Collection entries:
• • •

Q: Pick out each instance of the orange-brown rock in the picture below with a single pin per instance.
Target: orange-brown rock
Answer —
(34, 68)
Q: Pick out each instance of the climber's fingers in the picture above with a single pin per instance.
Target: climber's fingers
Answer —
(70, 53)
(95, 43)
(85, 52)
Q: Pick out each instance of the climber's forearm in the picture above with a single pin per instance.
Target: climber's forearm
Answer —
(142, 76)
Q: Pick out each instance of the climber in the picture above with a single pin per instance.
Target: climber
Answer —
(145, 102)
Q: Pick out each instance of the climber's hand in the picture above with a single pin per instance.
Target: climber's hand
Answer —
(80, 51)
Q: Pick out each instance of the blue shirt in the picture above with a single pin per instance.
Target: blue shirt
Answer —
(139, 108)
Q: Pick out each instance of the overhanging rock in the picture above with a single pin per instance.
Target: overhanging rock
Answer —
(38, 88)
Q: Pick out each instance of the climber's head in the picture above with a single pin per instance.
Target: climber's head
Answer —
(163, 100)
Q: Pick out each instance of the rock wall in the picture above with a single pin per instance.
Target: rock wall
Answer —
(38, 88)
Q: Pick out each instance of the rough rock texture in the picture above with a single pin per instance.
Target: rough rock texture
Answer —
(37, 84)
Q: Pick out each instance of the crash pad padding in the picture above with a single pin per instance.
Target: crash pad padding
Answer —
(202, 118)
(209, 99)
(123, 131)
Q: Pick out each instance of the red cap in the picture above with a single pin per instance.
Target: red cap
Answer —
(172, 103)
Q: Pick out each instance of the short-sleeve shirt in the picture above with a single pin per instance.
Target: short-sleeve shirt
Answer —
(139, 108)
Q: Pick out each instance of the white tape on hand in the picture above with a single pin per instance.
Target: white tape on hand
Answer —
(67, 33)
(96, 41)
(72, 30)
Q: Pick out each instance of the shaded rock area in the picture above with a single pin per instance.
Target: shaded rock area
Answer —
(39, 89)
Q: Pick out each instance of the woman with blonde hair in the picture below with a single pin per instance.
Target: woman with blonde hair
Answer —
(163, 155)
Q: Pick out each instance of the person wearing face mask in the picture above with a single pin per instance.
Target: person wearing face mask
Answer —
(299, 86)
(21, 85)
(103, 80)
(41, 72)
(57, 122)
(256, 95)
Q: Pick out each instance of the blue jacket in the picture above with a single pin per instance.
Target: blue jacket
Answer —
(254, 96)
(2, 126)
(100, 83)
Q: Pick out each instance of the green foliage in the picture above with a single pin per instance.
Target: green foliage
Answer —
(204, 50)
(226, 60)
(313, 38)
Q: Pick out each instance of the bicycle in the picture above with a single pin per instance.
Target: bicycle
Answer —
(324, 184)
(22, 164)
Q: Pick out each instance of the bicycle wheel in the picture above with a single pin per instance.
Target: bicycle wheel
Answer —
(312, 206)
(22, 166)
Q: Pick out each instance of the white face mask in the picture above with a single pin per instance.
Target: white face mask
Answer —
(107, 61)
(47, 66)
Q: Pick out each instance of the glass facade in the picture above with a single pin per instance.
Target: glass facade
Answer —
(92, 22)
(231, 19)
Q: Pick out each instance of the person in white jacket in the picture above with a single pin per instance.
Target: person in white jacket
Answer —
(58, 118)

• • •

[Exercise]
Rewrite every row above, changing "single pin" to "single marker" wherever it appears and keeping everything else identical.

[Exercise answer]
Q: Pick out each instance of the orange-brown rock in the picture below with a single marker per instance.
Target: orange-brown rock
Answer —
(34, 68)
Q: Pick out each instance of the climber's fingers in the picture above with a single marker per instance.
Target: climber's fingers
Answer —
(70, 53)
(95, 43)
(85, 52)
Q: Pick out each instance of the climber's forearm in the picture above with a single marker per instance.
Target: climber's forearm
Answer —
(142, 76)
Q: Pick out each instance of the climber in the picture above with a single marker per instance.
Target: climber
Answer —
(145, 102)
Q: Pick out each instance of the climber's hand in the picture above with a single marker per instance.
Target: climber's hand
Answer —
(80, 51)
Q: Pick out each instance of the blue shirt in the picture above with a single marker per instance.
Target: blue shirt
Answer —
(139, 108)
Q: Pick out each instance of the overhanging rock in the picture above with a single marker per instance.
Target: overhanging rock
Answer —
(38, 88)
Q: Pick out each instance of the climber's head in the picture above with a single marker per instance.
Target: climber's head
Answer —
(163, 100)
Q: Pick out each instance of the rock wall in the picture above with a single marker per instance.
Target: rock wall
Answer —
(38, 88)
Q: Pick out each instance of the rough rock texture in the picture above with a single marker per instance.
Target: rough rock texture
Answer —
(37, 84)
Q: Pick out each instance of the crash pad padding in the picture above with a single marker per instance.
Target: crash pad padding
Answer —
(202, 118)
(209, 99)
(123, 131)
Q: Pick out each instance of the red cap in the picture above with a single marker per instance.
Target: red cap
Answer —
(172, 103)
Q: Pick out each instance of the short-sleeve shirt in the picture above with a single marker per instance.
Target: short-sleeve shirt
Answer —
(139, 108)
Q: Pick out each instance of the white tape on hand in the picture above with a single marker per instance.
Target: white tape on hand
Answer —
(67, 33)
(96, 41)
(72, 30)
Q: Pick out each instance of the shaded rock area in the picture above with a single marker per instance.
Target: shaded rock area
Answer —
(39, 89)
Q: Pick out each instance of the woman with blonde hair in the picture below with a single marker per instance.
Target: woman with blonde hair
Answer —
(163, 155)
Q: Pick out each instance of the person wearing face mask in the picture above with a single marker per instance.
Target: person wearing face mask
Answer —
(299, 86)
(21, 85)
(103, 80)
(41, 72)
(57, 122)
(256, 95)
Q: Pick out each instance of the blue jacket in the picture above with a single marker per instance.
Target: blue jacket
Answer —
(254, 96)
(2, 126)
(100, 83)
Q: Pick out each instance of the green foliage in the picture above with a single marker per instance.
Target: green foliage
Answer —
(204, 50)
(226, 60)
(313, 38)
Q: Pick out each instance of the bicycle in the picture above with a single marker per instance.
Target: bicycle
Answer —
(324, 184)
(22, 164)
Q: Pick out each instance of the bicycle wheel in the picture above with a single marker per instance.
Target: bicycle wheel
Answer —
(312, 206)
(22, 166)
Q: Pick out each instance of the white face mask in the picture above with a single marker per instance.
Target: white face mask
Answer —
(107, 61)
(47, 66)
Q: Pick out each instance of the glass facade in the picture above with a single marker per instance.
Target: glass facade
Answer —
(92, 22)
(231, 19)
Q: Pick out each instance of the person in white jacket in the picture above with a single marker per instance.
Target: person in white jacket
Answer —
(58, 118)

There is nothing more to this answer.